• **Trecho do texto**:
▬▬▬▬▬▬▬▬▬▬
Em seguida, o papa caracterizou essa grande enfermidade: “É um vírus que paralisa, torna inertes e insensíveis, um morbo que afeta o próprio centro da religiosidade produzindo um novo e tristíssimo paganismo: o paganismo da indiferença”.

“Não podemos ficar indiferentes. Hoje o mundo tem uma sede ardente de paz. Em muitos países, sofre-se por guerras, tantas vezes esquecidas, mas sempre causa de sofrimento e pobreza”, disse Francisco, lembrando sua visita à ilha grega de Lesbos (16 de abril passado), na qual viu nos olhos dos refugiados o sofrimento da guerra, a angústia de povos sedentos de paz.

“Penso em famílias, cuja vida foi transtornada; nas crianças, que na vida só conheceram violência; nos idosos, forçados a deixar as suas terras: todos eles têm uma grande sede de paz. Não queremos que estas tragédias caiam no esquecimento. Desejamos dar voz em conjunto a quantos sofrem, a quantos se encontram sem voz e sem escuta. Eles sabem bem – muitas vezes melhor do que os poderosos – que não há qualquer amanhã na guerra e que a violência das armas destrói a alegria da vida.”

“Não temos armas; mas acreditamos na força mansa e humilde da oração. Neste dia, a sede de paz fez-se imploração a Deus, para que cessem guerras, terrorismo e violências”, disse ainda o Santo Padre.
▬▬▬▬▬▬▬▬▬▬
(Entradas salvas)
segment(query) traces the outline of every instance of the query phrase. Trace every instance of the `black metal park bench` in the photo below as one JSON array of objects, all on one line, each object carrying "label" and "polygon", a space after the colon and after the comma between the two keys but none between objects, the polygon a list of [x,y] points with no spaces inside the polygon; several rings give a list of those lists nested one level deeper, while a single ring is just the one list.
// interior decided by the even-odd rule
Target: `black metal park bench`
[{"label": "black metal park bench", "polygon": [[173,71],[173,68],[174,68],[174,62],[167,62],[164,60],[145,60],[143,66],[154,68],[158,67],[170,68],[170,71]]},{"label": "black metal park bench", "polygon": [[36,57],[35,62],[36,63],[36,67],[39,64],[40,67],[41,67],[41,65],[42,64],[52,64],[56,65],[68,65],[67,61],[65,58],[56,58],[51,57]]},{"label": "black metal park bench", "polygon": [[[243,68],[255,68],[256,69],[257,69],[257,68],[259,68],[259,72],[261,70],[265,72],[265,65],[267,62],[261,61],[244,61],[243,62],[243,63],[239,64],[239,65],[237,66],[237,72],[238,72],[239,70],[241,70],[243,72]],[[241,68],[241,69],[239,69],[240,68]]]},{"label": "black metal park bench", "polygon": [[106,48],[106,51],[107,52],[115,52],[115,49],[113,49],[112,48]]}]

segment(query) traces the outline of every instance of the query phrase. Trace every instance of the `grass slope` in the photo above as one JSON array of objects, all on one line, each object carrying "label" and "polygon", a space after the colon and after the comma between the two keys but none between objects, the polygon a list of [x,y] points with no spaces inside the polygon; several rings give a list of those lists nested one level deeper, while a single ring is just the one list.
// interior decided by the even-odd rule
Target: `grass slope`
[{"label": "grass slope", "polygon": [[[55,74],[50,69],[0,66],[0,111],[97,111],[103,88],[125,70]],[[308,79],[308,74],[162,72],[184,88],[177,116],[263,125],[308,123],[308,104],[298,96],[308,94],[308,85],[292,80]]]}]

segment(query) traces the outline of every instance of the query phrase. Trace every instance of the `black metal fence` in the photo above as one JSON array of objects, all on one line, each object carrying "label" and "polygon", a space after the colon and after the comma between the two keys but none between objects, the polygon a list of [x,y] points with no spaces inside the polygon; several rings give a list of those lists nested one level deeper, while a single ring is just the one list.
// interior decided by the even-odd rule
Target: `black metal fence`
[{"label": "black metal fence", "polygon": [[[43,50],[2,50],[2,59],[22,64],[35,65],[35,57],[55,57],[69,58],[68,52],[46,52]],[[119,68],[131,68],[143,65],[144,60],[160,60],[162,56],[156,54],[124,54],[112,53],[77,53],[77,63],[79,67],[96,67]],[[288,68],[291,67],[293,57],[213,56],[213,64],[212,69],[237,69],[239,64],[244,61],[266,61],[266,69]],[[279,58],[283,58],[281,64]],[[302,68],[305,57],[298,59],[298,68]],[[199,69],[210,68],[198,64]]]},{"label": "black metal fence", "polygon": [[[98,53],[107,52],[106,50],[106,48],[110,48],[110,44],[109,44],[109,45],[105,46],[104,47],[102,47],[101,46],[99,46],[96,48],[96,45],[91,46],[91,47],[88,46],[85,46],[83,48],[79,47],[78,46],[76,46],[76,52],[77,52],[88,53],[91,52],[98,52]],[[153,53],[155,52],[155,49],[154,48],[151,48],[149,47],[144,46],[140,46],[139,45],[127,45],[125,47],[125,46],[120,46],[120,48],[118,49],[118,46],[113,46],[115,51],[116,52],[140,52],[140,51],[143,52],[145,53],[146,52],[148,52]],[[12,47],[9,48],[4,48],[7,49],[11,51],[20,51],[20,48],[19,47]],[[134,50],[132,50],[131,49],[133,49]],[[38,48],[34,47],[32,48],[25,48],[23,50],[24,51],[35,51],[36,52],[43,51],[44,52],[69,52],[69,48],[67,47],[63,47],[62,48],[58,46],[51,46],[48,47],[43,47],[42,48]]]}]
▬▬▬▬▬▬▬▬▬▬
• **Objetivo**: Reproduza sem nenhuma mudança a parte do texto sobre o discurso do papa que abre com as palavras "Em seguida, o" e fecha com "sedentos de paz.".

• **Resposta do exercício**:
Em seguida, o papa caracterizou essa grande enfermidade: “É um vírus que paralisa, torna inertes e insensíveis, um morbo que afeta o próprio centro da religiosidade produzindo um novo e tristíssimo paganismo: o paganismo da indiferença”.

“Não podemos ficar indiferentes. Hoje o mundo tem uma sede ardente de paz. Em muitos países, sofre-se por guerras, tantas vezes esquecidas, mas sempre causa de sofrimento e pobreza”, disse Francisco, lembrando sua visita à ilha grega de Lesbos (16 de abril passado), na qual viu nos olhos dos refugiados o sofrimento da guerra, a angústia de povos sedentos de paz.